**Requirements**
Replace every occurrence of "dark suit" with "black suit" in the lines below, and reproduce the lines with no other changes.

— start Data for the task —

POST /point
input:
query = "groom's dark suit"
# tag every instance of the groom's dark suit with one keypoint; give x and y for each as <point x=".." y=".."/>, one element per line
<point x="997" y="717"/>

— end Data for the task —

**Response to the exercise**
POST /point
input:
query = "groom's black suit"
# tag every instance of the groom's black suit with one keypoint; give x and y for each as <point x=".." y=".."/>, one element per line
<point x="997" y="717"/>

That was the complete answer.